(Dataset records)
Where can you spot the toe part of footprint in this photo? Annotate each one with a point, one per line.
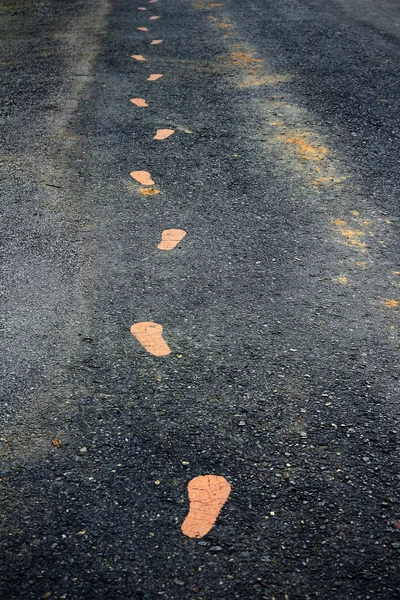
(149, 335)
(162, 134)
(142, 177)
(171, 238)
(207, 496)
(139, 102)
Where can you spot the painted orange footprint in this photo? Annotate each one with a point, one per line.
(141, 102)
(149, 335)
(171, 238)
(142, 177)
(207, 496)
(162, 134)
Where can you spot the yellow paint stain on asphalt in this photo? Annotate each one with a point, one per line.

### Problem requirements:
Reproduce every line of the material above verbatim, but leave out the pictures.

### Problem solution:
Where can you spot the toe part of footprint in this photo? Annotate each one with a point, one per line.
(149, 335)
(162, 134)
(142, 177)
(171, 238)
(207, 496)
(139, 102)
Where can you spot the painted orange footprint in this photo? Annotate each one with a point, one per line.
(141, 102)
(149, 335)
(171, 238)
(142, 177)
(207, 496)
(162, 134)
Where can you spot the yellow paint stain on asphalt in this photo? Annotate each one with a point, one per line.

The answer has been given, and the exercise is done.